◆ Texto dado:
En los últimos años de su vida (falleció a mediados de los noventa, a los 83 años) May Sarton escribió un poema dedicado a su amigo Bill Vaughan, un vecino de su casa de Maine que la ayudaba a resolver cuestiones prácticas: clavar una madera, desbrozar la hierba, arreglar la puerta del granero. Allí escribe “Si alguien me preguntara cómo/se modela un poema/le diría que observe a Bill haciendo/un mango para este viejo cuchillo./Y aprenda que todo lo que se necesita/es el intercambio sutil de una vida”. Para ella, escribir era un acto práctico donde la palabra trafica entre lo cotidiano y el misterio profundo de una imagen que se revela tras horas de trabajo. La clave, consideraba, radica en la atención. Trabajar la escritura, entonces, es prestar atención al mundo, un tipo de atención afilada.

◆ Por hacer: Traduce al inglés la siguiente oración del texto sobre May Sarton: «Para ella, escribir era un acto práctico donde la palabra trafica entre lo cotidiano y el misterio profundo de una imagen que se revela tras horas de trabajo.» Los registros no intervienen en esto.

◆ Registros proporcionados:
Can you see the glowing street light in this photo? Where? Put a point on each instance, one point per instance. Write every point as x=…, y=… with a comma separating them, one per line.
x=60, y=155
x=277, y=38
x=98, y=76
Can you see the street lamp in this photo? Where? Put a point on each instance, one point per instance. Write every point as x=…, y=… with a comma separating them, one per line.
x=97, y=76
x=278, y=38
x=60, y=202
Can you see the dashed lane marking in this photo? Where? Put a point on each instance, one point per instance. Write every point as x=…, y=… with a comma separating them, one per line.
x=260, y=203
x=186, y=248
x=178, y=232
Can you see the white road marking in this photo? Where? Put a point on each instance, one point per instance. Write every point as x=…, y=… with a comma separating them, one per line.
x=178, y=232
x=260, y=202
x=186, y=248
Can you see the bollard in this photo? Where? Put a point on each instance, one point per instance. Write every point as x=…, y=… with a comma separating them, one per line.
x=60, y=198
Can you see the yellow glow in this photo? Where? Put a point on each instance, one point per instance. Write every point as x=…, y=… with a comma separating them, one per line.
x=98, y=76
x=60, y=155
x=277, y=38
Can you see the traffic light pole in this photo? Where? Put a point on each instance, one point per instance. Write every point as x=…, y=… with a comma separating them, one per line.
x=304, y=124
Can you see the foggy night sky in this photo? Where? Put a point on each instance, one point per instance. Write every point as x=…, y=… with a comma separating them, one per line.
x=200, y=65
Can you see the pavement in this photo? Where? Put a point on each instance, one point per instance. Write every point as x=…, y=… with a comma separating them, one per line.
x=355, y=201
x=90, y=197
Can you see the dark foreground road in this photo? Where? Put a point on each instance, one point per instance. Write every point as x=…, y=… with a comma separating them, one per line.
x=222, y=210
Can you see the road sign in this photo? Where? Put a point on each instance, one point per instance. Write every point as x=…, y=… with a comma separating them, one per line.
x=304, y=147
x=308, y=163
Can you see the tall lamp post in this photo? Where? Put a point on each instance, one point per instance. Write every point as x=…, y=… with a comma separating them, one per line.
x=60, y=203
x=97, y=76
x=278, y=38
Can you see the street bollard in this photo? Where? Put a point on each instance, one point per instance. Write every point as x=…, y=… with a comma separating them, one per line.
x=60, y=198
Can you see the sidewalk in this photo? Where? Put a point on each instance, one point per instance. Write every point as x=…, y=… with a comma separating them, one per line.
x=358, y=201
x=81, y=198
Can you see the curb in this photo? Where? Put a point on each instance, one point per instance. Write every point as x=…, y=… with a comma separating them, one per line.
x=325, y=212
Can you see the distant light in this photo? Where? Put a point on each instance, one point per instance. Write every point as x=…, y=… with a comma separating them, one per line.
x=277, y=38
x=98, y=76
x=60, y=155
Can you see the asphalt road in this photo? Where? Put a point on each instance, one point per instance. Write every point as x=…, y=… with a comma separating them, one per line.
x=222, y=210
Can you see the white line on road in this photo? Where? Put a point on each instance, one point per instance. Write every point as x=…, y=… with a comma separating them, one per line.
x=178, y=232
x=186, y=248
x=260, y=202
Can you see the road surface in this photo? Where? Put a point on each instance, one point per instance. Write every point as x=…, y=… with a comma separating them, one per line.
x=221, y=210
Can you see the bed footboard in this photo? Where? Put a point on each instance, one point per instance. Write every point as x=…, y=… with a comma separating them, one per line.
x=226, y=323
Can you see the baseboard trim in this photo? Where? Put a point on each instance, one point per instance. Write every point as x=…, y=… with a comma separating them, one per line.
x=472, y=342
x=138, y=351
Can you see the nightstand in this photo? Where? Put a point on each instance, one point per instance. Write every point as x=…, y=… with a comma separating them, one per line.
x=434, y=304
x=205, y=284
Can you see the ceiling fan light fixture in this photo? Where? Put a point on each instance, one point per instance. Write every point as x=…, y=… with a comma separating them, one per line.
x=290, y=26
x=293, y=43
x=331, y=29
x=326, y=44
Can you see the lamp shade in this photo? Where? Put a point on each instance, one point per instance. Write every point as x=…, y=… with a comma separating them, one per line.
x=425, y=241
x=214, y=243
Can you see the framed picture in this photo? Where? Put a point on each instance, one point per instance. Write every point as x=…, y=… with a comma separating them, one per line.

◆ Resultado correcto: For her, writing was a practical act in which the word traffics between the everyday and the deep mystery of an image that reveals itself after hours of work.